● **WHAT TO PRODUCE**: In the listing below, count the lines containing the string "baroque" and state only the number.

● **SOURCE DATA**:
---+---
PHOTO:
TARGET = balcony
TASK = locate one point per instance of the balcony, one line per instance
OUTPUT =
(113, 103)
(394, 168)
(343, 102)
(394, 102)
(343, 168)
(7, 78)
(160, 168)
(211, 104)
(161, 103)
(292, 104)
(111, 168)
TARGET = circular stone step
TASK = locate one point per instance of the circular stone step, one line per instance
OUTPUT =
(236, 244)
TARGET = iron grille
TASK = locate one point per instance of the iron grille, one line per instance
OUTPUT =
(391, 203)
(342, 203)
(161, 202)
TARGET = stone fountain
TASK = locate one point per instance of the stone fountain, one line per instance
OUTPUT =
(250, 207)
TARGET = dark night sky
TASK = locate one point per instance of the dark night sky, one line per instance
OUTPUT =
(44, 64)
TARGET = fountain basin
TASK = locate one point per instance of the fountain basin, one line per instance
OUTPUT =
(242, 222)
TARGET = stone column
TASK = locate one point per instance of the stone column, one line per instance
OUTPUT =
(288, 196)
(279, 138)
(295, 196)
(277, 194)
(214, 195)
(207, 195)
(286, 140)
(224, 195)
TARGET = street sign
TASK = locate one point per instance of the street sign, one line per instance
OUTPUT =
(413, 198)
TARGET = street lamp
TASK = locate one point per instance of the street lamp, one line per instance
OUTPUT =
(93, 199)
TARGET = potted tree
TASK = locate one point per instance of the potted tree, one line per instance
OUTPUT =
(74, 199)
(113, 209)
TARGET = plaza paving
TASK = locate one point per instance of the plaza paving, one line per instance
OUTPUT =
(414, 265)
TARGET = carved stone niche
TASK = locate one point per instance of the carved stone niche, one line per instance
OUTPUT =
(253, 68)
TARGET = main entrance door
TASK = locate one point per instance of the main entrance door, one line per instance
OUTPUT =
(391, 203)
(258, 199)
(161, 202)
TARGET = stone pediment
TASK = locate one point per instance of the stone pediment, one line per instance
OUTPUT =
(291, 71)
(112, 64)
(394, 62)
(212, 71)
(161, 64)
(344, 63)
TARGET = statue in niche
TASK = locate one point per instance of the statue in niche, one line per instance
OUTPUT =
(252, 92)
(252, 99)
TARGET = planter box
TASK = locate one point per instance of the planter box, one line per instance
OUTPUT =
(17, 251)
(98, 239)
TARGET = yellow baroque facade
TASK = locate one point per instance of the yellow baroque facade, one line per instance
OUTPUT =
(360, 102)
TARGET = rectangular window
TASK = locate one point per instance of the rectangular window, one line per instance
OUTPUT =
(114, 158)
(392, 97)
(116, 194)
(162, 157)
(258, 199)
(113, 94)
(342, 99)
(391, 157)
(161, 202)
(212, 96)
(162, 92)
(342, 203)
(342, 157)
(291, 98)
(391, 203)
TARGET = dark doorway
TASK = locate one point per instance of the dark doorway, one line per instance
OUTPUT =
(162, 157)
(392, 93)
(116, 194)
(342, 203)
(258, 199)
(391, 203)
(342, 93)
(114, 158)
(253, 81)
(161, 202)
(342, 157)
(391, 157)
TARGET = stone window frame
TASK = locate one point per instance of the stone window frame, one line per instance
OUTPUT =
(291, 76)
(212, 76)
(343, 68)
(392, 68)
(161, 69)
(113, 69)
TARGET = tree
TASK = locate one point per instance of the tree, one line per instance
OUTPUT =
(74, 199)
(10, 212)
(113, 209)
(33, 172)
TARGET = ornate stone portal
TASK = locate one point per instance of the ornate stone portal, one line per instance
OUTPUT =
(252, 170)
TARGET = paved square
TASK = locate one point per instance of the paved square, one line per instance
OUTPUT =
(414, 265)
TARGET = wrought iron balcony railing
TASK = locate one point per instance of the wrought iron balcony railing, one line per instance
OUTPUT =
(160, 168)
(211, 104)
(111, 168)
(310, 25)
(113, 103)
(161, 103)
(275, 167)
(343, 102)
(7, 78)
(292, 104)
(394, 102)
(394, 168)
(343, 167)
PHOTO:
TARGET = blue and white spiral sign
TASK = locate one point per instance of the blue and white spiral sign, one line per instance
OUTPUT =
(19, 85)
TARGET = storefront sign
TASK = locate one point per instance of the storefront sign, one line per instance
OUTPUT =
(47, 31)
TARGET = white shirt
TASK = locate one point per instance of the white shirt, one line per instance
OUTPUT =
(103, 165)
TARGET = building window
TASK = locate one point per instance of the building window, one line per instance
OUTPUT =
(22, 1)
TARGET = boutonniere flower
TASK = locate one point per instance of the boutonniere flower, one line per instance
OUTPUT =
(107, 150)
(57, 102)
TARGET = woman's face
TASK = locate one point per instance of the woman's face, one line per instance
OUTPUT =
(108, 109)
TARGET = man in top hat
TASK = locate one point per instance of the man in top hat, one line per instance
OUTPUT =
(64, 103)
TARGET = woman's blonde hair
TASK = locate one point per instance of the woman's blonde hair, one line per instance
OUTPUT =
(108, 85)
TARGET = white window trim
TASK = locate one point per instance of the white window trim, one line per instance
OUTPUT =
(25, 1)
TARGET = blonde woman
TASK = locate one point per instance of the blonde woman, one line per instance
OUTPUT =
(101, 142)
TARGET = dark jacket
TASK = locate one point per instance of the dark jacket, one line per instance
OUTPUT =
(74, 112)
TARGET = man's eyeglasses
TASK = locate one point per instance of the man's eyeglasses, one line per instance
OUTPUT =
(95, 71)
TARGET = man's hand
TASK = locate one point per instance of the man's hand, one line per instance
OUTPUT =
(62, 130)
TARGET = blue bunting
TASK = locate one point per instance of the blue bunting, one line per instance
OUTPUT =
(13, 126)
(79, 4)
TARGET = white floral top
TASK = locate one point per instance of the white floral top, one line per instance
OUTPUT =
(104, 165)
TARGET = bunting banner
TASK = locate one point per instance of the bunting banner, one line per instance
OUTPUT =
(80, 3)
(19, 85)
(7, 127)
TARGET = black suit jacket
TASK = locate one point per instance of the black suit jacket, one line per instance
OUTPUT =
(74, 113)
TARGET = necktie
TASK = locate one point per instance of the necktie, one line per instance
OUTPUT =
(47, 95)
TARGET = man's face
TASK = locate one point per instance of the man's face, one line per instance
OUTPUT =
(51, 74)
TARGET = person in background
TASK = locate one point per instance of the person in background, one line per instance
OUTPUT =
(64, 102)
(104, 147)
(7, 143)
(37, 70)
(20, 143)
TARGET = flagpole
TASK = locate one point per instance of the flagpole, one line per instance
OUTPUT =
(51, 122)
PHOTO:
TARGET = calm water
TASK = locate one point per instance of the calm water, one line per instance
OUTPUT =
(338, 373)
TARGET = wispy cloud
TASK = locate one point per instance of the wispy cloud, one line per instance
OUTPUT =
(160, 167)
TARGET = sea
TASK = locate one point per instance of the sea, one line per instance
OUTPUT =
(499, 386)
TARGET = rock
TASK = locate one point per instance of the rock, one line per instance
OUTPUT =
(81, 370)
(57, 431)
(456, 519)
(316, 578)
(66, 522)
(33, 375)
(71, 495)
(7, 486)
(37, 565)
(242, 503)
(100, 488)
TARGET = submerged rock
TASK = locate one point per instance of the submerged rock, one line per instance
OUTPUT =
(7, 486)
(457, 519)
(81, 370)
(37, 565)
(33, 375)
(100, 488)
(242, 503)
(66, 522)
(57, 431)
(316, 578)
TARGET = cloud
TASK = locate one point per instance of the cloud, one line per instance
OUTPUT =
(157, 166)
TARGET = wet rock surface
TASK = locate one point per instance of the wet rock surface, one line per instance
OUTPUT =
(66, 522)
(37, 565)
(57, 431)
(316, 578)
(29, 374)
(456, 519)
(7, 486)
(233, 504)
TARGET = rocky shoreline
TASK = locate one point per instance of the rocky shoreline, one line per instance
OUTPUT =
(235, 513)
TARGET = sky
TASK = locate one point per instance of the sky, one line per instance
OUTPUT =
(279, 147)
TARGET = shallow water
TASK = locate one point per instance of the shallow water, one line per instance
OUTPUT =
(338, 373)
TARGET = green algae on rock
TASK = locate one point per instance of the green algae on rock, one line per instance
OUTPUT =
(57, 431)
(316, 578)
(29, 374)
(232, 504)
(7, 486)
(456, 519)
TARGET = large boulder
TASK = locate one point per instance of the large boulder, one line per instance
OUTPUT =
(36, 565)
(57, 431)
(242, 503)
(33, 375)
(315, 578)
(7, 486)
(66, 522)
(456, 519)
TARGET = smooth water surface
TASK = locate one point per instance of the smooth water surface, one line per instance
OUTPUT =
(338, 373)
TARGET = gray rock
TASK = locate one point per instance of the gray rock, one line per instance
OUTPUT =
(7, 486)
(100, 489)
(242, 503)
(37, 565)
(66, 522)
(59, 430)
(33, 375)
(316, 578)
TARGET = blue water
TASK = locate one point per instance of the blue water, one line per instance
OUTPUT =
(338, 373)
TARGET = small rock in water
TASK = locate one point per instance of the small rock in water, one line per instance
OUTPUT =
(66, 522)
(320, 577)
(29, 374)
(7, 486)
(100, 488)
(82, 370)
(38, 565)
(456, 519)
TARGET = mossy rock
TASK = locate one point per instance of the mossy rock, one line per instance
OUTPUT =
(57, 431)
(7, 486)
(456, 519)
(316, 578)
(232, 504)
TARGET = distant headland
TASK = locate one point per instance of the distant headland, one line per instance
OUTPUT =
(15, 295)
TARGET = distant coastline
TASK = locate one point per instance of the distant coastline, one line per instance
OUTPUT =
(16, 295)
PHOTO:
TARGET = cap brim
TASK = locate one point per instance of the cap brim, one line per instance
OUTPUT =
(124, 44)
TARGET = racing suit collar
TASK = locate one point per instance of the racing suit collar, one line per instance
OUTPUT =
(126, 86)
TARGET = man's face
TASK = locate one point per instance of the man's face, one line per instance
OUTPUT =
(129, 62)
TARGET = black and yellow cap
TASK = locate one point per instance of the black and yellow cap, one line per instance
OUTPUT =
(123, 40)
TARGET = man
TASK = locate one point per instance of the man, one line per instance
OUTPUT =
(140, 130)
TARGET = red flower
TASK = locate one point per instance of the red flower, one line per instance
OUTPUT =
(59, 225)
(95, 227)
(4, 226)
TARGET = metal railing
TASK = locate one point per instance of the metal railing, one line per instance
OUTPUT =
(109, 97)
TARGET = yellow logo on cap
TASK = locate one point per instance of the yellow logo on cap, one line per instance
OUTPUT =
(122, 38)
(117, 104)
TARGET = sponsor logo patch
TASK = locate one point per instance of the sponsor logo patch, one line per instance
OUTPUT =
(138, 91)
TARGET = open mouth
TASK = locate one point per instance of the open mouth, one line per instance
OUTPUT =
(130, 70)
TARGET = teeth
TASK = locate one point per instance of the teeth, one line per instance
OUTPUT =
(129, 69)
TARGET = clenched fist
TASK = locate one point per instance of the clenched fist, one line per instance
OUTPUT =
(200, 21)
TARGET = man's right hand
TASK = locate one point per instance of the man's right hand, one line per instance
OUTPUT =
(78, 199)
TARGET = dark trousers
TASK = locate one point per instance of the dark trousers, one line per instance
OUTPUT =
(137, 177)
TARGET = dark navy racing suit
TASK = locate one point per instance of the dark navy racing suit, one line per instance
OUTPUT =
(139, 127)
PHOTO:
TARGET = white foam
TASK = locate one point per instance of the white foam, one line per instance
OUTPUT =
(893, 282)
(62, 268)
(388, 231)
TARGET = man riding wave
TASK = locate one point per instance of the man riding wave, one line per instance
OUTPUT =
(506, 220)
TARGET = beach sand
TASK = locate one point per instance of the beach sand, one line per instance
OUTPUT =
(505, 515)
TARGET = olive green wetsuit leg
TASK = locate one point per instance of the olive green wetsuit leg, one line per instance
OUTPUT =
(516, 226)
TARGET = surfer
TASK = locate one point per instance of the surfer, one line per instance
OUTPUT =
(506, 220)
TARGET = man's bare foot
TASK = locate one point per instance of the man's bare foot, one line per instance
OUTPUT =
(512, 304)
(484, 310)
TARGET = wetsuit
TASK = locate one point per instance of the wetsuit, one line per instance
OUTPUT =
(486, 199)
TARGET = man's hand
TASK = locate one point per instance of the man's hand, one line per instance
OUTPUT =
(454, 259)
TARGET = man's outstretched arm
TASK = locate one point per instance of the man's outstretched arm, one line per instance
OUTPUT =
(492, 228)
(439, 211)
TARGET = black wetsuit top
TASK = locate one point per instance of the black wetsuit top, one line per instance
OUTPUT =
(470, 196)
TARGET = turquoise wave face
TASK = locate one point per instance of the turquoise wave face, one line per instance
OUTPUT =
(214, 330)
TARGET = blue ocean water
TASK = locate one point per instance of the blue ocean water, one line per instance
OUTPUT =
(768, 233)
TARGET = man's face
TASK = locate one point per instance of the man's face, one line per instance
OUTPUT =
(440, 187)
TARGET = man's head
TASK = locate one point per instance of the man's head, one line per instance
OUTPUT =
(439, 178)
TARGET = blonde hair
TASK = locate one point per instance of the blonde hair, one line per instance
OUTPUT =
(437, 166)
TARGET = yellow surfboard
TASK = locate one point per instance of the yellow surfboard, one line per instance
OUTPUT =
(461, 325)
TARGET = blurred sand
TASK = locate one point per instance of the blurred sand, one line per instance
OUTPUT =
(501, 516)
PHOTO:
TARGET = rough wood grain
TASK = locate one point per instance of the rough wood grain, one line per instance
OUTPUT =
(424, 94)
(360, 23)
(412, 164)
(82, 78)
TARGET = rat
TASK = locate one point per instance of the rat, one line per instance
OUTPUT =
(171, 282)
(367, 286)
---+---
● **ANSWER TO THIS TASK**: 2